(Collected data)
_____

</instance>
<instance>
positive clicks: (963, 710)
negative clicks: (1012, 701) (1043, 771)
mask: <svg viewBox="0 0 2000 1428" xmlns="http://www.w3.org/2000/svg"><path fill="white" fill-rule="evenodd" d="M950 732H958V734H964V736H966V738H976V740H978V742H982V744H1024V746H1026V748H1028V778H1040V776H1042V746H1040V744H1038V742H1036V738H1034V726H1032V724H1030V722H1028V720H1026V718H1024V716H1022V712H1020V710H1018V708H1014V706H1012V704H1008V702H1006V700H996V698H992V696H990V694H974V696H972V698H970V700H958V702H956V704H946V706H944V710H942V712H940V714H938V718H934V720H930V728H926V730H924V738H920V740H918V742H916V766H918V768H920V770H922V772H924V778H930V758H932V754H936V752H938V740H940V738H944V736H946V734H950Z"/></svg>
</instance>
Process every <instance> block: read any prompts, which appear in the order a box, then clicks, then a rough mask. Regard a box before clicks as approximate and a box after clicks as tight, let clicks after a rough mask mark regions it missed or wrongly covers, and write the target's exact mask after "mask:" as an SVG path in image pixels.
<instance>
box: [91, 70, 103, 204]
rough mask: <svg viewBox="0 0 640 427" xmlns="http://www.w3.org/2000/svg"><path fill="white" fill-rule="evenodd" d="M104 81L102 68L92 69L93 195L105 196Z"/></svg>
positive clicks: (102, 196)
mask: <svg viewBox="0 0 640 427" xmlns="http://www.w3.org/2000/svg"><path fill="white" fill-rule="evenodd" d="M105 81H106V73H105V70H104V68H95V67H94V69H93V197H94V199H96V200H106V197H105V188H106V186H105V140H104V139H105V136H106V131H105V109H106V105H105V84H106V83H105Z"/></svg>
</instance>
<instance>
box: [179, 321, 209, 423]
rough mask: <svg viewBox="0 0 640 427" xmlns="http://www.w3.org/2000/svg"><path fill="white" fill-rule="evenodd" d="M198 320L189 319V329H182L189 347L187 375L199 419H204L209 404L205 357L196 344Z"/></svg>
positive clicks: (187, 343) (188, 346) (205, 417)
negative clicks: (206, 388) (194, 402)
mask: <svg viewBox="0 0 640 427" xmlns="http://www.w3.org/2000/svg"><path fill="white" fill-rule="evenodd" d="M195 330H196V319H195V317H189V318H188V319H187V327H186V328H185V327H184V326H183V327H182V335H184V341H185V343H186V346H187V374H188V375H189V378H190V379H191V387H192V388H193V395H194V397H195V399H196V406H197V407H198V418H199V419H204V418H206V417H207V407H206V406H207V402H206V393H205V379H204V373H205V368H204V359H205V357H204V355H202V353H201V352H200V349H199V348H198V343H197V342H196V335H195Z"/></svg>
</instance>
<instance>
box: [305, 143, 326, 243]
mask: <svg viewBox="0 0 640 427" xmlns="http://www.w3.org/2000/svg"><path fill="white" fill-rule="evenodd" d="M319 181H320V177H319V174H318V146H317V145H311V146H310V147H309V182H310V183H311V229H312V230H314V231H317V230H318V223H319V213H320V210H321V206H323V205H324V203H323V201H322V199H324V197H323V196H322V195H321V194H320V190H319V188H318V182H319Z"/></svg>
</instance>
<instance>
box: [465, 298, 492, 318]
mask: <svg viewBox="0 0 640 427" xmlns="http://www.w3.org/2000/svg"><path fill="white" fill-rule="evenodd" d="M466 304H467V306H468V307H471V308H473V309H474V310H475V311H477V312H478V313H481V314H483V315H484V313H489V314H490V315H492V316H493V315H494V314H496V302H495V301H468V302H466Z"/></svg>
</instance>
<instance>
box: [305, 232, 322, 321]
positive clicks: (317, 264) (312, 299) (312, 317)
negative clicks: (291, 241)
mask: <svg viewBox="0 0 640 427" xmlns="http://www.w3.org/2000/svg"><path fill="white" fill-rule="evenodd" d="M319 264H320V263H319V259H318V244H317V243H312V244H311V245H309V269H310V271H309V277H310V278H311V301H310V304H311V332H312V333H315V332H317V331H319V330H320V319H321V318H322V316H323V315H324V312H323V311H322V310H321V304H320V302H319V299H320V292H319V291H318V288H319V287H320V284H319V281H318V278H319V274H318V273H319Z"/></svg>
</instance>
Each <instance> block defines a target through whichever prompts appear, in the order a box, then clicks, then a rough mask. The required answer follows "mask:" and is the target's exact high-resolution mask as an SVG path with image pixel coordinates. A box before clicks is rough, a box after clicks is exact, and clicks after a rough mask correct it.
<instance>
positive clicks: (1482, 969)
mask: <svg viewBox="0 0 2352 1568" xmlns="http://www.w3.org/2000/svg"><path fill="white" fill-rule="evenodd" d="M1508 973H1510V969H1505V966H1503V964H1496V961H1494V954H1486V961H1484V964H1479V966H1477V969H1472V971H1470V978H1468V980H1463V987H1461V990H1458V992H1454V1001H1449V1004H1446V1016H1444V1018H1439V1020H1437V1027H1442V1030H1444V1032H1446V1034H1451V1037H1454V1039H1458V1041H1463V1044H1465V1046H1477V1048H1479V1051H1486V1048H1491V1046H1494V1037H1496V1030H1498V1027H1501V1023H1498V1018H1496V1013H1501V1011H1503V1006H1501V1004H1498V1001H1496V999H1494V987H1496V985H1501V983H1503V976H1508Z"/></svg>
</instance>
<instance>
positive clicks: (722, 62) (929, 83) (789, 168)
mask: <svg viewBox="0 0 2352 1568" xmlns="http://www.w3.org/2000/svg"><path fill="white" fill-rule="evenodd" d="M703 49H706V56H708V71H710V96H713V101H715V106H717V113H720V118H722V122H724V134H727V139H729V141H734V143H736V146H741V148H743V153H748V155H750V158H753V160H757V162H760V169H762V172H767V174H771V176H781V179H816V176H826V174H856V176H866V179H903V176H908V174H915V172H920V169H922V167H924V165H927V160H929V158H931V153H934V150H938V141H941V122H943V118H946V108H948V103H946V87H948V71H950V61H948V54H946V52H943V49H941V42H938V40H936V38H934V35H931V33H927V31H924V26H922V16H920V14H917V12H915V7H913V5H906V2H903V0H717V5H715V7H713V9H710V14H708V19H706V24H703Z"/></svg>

_____

Work instructions:
Please count the lines of the data above that contain the string "positive", with case counting, and give only the number.

Completed exercise:
6